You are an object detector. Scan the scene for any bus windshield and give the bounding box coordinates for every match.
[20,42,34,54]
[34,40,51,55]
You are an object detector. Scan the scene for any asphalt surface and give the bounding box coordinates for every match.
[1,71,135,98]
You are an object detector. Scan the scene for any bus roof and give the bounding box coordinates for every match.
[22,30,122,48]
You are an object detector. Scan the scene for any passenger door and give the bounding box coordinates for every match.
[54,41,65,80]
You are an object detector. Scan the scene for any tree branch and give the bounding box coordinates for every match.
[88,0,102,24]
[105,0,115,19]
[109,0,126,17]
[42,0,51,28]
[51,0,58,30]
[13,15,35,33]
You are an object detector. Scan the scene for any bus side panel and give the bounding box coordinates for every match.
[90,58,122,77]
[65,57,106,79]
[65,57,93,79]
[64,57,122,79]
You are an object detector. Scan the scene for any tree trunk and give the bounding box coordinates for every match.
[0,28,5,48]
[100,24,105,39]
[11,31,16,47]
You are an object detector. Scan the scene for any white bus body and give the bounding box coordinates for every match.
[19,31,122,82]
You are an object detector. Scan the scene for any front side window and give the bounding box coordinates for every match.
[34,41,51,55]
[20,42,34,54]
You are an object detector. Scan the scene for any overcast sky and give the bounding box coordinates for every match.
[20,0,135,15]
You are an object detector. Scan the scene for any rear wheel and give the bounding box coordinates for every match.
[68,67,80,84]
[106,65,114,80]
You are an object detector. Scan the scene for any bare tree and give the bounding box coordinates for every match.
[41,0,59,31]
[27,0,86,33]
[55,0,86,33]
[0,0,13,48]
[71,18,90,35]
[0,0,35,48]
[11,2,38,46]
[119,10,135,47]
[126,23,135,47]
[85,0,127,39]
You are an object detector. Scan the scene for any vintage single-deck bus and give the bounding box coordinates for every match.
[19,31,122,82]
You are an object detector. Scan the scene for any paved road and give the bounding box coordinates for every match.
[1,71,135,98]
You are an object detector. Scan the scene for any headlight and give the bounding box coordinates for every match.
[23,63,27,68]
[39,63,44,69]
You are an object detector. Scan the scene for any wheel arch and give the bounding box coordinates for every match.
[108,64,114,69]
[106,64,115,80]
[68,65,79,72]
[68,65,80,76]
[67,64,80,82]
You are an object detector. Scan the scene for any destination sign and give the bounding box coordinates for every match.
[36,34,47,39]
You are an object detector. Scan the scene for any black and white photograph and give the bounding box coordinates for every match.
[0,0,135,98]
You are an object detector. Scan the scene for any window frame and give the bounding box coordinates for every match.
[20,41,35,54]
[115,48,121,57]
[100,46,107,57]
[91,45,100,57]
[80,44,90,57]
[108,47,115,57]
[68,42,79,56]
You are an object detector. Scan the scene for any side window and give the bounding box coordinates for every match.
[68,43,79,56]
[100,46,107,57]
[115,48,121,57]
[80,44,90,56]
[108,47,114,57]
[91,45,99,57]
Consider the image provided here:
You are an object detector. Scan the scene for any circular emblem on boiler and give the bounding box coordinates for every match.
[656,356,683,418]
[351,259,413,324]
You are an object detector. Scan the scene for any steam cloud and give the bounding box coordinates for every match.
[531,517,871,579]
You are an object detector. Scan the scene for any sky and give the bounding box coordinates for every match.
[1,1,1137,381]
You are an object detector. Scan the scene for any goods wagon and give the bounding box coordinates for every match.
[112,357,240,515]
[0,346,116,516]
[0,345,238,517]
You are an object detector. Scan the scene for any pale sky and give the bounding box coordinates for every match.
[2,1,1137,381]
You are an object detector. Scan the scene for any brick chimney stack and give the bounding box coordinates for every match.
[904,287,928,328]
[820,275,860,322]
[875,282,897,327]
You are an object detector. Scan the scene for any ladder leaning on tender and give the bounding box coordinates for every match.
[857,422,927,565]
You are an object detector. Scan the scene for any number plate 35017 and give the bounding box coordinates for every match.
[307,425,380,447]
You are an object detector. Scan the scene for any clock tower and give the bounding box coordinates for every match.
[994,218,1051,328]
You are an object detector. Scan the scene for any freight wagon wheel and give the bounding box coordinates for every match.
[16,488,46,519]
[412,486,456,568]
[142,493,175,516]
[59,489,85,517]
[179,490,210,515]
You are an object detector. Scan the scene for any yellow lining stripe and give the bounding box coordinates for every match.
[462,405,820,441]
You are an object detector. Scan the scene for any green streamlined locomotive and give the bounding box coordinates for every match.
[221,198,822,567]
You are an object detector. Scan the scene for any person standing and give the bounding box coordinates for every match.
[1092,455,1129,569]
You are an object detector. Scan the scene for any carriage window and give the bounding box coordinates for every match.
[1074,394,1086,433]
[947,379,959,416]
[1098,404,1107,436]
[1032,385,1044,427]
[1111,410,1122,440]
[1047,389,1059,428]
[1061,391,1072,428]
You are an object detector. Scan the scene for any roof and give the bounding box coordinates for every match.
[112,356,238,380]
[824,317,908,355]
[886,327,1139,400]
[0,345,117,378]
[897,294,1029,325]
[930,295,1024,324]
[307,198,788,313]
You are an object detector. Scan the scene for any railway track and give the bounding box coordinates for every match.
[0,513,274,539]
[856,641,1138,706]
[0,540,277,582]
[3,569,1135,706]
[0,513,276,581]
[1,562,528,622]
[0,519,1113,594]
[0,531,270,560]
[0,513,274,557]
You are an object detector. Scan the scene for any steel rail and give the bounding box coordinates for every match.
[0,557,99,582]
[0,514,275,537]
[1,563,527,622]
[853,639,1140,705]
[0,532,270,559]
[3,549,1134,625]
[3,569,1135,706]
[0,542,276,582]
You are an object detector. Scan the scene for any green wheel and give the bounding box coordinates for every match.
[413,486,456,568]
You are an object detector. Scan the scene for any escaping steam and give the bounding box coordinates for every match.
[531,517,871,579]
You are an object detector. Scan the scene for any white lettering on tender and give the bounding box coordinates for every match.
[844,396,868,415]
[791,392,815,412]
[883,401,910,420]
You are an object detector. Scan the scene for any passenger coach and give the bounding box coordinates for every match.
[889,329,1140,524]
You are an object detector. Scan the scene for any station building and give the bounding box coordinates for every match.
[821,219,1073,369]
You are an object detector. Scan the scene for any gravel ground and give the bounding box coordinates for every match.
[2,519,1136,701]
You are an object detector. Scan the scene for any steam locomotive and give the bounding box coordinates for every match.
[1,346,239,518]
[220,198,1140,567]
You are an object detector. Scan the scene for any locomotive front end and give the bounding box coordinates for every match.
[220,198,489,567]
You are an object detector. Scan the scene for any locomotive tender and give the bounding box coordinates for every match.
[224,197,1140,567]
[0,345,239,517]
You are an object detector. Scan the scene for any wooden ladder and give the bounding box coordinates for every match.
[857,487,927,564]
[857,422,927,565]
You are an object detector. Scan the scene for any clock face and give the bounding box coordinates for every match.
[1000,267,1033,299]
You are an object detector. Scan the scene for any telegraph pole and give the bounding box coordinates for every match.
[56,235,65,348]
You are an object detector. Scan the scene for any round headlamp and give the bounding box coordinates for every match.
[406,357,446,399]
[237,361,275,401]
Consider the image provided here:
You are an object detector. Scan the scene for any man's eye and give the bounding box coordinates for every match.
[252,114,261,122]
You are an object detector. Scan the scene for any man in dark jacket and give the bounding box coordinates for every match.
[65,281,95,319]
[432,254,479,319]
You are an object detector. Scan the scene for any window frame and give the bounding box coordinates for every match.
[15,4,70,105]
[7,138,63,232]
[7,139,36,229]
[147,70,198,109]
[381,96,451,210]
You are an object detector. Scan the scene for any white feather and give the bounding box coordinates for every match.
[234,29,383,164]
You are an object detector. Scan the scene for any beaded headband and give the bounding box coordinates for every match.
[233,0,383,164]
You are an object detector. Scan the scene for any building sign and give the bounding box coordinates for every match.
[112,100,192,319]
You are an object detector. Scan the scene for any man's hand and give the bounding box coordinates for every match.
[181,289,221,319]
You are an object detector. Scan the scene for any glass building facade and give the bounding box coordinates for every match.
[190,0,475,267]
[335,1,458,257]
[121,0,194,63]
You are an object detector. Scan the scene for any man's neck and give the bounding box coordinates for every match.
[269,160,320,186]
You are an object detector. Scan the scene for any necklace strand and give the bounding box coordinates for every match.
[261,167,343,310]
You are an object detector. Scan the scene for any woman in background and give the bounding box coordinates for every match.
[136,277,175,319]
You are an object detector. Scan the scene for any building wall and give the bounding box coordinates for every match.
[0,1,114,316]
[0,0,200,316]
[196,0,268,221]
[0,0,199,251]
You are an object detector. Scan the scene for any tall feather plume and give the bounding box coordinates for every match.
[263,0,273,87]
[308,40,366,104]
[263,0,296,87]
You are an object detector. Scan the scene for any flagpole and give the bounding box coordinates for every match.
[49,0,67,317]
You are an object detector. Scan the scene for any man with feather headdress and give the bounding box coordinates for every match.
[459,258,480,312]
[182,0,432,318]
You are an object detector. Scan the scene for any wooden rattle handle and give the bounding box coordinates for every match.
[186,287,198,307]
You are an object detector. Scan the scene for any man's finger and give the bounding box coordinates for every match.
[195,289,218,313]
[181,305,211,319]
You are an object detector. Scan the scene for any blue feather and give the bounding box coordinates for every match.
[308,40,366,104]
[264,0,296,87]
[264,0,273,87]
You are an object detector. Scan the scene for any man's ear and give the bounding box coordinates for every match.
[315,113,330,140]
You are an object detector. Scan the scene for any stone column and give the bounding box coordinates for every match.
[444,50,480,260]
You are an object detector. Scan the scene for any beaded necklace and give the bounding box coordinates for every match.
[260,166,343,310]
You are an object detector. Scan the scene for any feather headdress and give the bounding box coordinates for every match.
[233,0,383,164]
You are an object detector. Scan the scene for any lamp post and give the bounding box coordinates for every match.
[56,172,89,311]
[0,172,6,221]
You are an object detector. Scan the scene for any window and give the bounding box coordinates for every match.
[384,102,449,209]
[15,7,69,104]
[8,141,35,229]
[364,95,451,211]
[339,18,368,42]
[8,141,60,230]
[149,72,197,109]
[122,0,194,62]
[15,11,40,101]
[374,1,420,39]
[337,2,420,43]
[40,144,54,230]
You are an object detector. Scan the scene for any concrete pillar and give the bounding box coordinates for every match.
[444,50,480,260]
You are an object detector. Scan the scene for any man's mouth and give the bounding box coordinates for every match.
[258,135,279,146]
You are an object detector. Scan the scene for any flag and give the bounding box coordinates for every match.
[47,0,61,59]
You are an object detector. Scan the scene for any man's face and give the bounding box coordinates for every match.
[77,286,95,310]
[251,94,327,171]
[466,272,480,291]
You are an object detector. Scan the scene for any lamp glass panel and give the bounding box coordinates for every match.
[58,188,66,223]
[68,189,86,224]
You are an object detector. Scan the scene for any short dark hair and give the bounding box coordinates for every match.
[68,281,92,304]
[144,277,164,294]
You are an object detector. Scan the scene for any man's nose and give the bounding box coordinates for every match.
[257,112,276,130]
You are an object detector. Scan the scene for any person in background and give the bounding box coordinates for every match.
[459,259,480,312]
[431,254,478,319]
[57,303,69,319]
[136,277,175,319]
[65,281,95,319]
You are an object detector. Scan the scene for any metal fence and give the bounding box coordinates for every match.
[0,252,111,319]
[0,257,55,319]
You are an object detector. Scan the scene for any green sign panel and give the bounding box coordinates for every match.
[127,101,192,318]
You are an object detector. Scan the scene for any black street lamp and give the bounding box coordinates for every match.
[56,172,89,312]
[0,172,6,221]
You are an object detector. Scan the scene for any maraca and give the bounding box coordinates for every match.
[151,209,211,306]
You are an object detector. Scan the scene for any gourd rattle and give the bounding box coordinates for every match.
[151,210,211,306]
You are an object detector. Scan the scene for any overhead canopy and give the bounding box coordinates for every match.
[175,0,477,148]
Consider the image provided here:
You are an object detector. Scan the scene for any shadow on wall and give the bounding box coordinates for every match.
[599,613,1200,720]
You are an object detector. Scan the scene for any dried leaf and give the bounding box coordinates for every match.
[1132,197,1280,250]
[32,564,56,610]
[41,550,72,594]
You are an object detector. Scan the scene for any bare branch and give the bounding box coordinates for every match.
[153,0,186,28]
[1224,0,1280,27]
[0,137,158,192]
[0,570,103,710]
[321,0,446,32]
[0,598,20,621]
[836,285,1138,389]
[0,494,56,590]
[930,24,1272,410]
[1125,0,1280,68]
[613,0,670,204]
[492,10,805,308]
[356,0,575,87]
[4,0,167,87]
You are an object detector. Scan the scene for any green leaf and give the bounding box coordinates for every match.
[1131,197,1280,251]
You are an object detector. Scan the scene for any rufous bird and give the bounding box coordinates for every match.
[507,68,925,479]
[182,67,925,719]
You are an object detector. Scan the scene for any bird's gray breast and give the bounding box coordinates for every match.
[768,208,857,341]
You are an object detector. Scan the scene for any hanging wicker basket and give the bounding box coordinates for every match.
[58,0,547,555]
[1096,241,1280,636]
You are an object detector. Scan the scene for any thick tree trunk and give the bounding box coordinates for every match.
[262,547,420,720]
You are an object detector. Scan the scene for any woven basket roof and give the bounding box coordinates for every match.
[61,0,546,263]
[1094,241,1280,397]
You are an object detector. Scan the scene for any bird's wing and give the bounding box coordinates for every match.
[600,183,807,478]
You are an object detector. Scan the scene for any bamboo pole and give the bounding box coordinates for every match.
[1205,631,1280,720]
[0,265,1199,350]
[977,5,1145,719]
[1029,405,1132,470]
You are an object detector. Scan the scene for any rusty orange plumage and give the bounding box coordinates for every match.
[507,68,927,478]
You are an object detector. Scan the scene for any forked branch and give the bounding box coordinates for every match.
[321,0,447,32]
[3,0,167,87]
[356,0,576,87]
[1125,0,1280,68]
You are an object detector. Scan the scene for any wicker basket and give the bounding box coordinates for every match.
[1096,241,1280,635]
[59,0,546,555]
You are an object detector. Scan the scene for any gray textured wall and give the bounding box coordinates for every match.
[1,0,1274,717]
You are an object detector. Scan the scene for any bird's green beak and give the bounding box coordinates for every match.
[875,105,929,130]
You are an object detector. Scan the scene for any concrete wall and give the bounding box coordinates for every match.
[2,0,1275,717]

————————

** TASK REQUIREMENTS **
Up to and including the final line of the data above, please copy every line exactly, starting from the one that contains "any bird's green".

** TASK RESPONSE **
You are an object detector. Scan the scene for any bird's green beak and give the bounding box coordinates for every match.
[875,105,929,130]
You are an object detector. Scan the scene for any concrete wall and give the bounding box coordinates for every match.
[2,0,1275,717]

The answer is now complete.